(Task)
Give everything in the data below, from the line containing "Q: Point out every instance of the gray" down to the line containing "x=894 y=779", as a numbered list with both of those lines included. Leave out any blank lines.

--- Input records ---

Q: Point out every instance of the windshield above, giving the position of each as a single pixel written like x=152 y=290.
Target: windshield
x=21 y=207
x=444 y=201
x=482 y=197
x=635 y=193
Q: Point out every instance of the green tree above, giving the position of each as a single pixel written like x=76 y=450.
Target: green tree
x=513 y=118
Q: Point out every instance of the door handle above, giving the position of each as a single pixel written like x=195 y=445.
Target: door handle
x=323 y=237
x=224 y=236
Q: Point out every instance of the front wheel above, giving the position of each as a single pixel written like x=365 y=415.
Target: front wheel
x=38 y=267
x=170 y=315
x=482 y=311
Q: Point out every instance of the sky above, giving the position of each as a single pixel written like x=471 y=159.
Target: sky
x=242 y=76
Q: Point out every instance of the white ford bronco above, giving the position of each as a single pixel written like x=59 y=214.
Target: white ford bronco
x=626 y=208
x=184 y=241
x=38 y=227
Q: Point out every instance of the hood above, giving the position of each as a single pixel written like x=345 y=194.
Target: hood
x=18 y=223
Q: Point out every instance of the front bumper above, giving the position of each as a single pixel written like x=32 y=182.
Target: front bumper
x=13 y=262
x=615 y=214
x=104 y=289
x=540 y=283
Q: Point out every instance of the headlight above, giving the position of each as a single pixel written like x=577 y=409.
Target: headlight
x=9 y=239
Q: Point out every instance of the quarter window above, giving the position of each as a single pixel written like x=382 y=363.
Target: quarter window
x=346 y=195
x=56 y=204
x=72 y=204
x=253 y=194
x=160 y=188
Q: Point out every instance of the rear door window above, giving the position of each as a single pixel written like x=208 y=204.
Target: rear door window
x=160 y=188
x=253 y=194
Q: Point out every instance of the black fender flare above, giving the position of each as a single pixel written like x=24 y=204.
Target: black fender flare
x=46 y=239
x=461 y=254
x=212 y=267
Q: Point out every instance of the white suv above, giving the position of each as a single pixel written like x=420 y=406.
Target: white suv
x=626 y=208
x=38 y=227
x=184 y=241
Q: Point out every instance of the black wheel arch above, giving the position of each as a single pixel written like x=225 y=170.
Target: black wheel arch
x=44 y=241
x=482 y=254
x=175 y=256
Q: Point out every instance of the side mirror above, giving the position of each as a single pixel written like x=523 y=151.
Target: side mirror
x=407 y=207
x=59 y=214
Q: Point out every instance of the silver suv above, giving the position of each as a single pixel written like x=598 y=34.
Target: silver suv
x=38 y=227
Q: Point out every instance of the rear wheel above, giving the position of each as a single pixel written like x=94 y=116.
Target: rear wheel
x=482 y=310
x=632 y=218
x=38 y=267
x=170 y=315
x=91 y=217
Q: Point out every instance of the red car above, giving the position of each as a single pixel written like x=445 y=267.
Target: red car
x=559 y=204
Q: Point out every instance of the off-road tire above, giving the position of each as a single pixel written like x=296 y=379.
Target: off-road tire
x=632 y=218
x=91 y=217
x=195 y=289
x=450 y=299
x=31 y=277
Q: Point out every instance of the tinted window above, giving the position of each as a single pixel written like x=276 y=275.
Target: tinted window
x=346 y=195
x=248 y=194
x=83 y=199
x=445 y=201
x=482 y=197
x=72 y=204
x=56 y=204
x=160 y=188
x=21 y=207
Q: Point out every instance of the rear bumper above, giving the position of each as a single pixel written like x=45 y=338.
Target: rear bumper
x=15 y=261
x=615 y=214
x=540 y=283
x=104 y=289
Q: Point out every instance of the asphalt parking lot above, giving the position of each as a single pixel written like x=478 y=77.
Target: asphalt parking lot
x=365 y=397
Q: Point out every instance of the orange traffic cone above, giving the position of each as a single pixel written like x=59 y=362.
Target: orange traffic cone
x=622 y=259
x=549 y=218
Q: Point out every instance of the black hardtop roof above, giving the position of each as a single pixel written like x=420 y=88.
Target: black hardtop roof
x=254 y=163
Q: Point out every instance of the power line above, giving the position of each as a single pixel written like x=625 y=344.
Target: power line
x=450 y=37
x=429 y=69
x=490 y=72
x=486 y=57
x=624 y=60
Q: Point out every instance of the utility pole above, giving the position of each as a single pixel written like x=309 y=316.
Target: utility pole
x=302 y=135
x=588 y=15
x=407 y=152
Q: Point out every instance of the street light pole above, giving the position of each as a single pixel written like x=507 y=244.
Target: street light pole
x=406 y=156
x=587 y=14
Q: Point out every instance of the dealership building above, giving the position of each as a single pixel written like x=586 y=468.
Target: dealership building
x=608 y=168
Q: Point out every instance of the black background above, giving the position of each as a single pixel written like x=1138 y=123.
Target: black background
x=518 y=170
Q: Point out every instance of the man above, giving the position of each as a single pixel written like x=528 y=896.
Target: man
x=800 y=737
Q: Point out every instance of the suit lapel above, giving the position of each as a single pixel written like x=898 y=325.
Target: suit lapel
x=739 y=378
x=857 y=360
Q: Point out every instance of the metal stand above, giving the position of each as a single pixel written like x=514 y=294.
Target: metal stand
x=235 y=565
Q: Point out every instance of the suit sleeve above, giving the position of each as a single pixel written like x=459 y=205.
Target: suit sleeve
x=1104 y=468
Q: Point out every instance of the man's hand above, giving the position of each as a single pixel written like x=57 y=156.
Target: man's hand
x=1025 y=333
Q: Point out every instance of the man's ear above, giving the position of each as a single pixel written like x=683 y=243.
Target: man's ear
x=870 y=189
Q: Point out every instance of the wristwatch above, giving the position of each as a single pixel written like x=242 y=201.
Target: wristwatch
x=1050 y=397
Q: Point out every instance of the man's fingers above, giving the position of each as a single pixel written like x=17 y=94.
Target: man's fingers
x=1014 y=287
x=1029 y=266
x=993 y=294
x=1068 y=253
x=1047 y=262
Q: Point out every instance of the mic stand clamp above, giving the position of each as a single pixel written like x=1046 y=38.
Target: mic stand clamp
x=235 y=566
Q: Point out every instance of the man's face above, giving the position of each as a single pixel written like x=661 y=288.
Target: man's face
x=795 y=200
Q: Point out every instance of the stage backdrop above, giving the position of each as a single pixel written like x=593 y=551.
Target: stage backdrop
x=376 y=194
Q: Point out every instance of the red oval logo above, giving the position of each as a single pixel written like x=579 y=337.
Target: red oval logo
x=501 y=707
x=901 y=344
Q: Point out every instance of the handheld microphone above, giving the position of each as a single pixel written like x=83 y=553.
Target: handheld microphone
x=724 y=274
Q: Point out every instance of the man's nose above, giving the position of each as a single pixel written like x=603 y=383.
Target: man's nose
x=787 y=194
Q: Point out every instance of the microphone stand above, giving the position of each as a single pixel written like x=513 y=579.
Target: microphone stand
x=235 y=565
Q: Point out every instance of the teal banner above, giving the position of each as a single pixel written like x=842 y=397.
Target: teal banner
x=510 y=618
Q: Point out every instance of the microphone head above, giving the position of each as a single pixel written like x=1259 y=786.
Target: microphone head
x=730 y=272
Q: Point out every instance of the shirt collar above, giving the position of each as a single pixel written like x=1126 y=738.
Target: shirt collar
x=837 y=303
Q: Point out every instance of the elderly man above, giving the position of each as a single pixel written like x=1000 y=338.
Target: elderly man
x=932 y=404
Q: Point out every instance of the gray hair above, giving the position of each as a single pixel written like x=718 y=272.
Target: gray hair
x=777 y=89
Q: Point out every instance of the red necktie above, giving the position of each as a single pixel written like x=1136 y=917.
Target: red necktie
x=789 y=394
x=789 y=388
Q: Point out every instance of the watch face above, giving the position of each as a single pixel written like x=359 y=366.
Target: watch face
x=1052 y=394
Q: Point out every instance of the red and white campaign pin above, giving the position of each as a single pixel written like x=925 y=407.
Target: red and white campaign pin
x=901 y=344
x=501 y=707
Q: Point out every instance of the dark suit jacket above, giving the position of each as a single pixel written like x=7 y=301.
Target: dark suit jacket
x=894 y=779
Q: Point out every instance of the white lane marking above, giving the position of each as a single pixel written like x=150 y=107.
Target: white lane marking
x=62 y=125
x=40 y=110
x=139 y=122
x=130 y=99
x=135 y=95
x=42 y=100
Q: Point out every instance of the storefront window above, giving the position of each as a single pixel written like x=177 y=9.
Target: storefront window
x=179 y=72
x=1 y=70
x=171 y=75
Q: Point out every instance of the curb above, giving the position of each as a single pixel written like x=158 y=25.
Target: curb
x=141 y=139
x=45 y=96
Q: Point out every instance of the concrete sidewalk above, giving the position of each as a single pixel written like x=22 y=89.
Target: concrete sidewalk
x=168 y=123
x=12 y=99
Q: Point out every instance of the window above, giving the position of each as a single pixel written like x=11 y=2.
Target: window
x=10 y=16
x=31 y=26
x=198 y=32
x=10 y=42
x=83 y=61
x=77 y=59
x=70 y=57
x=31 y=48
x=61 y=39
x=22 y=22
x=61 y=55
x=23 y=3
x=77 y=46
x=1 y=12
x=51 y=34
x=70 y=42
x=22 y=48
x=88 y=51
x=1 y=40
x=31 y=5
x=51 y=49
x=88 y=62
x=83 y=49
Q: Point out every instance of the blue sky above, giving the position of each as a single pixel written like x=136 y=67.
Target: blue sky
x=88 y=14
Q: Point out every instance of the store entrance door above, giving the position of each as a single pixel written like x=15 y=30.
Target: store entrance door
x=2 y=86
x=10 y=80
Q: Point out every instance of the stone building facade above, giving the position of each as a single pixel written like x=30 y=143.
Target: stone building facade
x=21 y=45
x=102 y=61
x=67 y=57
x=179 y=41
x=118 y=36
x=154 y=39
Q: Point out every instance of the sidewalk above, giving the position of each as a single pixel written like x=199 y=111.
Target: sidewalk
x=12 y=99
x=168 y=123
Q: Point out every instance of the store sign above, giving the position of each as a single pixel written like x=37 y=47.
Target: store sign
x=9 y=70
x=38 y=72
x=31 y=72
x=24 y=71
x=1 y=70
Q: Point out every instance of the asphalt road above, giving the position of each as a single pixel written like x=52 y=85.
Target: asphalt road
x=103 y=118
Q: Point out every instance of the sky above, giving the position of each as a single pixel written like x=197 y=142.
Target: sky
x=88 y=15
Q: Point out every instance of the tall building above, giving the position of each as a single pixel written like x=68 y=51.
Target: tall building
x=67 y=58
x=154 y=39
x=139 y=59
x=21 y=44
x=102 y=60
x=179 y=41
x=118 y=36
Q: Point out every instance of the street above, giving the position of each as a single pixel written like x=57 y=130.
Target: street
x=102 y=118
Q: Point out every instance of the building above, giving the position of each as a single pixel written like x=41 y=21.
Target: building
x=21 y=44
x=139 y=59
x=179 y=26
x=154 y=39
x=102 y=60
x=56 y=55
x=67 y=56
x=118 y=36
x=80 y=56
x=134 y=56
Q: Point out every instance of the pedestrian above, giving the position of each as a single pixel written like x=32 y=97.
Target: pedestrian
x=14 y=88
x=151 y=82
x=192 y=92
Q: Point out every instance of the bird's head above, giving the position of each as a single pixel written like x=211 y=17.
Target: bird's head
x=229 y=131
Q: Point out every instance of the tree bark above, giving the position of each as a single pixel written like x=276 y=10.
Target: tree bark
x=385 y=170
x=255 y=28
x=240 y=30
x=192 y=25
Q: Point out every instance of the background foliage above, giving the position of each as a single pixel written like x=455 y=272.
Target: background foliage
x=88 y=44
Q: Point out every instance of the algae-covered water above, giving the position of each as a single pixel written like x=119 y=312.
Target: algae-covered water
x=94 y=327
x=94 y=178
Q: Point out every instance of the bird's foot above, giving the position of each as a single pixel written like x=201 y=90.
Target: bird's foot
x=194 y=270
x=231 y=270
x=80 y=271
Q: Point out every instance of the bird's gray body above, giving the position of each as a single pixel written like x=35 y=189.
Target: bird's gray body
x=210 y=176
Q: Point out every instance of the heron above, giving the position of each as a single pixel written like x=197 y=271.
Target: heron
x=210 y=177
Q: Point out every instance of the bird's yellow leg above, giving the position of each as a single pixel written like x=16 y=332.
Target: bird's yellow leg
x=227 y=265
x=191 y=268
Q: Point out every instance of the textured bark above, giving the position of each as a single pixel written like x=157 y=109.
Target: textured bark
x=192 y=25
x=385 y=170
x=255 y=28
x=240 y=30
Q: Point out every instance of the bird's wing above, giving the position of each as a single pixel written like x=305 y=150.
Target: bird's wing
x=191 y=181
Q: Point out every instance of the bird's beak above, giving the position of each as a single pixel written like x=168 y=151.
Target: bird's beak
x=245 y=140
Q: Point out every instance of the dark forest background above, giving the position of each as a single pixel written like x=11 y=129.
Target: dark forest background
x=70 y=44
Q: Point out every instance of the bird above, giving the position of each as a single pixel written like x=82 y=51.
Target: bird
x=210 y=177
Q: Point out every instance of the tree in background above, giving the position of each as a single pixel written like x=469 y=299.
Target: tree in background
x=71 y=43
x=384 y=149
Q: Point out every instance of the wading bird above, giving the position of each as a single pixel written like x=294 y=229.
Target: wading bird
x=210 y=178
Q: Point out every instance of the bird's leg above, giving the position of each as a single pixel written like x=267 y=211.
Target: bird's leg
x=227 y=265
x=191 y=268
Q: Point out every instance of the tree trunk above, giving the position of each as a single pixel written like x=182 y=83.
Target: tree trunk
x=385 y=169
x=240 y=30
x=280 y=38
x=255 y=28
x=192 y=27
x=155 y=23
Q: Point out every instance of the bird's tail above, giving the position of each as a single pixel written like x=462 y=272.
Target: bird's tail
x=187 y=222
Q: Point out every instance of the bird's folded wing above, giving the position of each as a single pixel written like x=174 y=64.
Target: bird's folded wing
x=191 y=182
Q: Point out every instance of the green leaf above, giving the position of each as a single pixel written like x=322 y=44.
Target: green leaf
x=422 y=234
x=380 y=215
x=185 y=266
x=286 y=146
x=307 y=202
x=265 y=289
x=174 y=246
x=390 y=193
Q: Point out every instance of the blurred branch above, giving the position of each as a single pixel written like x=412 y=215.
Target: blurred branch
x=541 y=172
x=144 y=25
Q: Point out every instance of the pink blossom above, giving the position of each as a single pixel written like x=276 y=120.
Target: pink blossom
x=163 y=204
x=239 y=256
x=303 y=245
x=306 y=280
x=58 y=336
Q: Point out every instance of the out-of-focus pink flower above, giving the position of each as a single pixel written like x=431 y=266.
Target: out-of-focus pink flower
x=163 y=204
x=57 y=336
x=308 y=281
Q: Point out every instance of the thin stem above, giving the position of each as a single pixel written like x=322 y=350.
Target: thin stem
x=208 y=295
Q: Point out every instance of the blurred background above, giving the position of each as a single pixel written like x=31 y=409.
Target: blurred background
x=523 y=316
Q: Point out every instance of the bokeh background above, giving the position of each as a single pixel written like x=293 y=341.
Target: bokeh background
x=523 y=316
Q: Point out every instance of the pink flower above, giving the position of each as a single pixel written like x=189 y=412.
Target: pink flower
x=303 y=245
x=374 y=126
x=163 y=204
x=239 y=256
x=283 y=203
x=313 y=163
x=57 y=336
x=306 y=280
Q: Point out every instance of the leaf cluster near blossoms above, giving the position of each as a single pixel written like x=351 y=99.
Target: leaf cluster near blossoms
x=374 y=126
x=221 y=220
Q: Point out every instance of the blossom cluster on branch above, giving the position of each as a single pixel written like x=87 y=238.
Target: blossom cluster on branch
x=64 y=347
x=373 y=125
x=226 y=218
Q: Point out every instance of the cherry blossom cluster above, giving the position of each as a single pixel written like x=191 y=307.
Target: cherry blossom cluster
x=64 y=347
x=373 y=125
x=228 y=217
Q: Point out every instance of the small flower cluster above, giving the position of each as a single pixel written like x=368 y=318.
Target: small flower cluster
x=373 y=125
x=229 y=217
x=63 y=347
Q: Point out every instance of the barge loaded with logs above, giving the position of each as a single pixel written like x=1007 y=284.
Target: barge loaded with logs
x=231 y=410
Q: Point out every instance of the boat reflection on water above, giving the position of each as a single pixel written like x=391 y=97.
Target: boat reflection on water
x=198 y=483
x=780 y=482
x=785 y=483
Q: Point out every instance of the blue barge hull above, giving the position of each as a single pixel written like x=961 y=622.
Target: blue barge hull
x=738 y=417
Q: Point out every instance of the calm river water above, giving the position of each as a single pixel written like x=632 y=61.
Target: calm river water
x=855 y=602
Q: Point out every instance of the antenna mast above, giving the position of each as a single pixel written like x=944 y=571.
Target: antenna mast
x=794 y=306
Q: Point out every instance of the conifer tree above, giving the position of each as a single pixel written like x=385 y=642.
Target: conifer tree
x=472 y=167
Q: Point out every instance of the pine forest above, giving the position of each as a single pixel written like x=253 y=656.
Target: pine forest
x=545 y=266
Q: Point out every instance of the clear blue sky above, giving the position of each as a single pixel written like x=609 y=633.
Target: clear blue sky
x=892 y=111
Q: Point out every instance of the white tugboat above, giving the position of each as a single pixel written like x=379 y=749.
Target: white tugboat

---

(Answer to this exercise)
1. Q: Point out every instance of the gray hair above, giving the position of each as a single pixel written like x=718 y=272.
2. Target: gray hair
3. x=777 y=89
4. Q: Point out every instance of the red necktie above, giving the position of each as a single pixel written like x=1136 y=917.
5. Target: red necktie
6. x=789 y=394
7. x=789 y=388
8. Q: Point out every instance of the watch face above, giving the position of each as a single pixel written like x=359 y=366.
9. Target: watch face
10. x=1052 y=394
11. Q: Point out every instance of the red and white campaign pin above, giving the position of each as a single pixel written like x=925 y=407.
12. Target: red and white campaign pin
13. x=901 y=344
14. x=501 y=707
15. Q: Point out every instance of the dark suit jacket above, giving the position of each as a single pixel written like x=7 y=301.
16. Target: dark suit jacket
17. x=894 y=779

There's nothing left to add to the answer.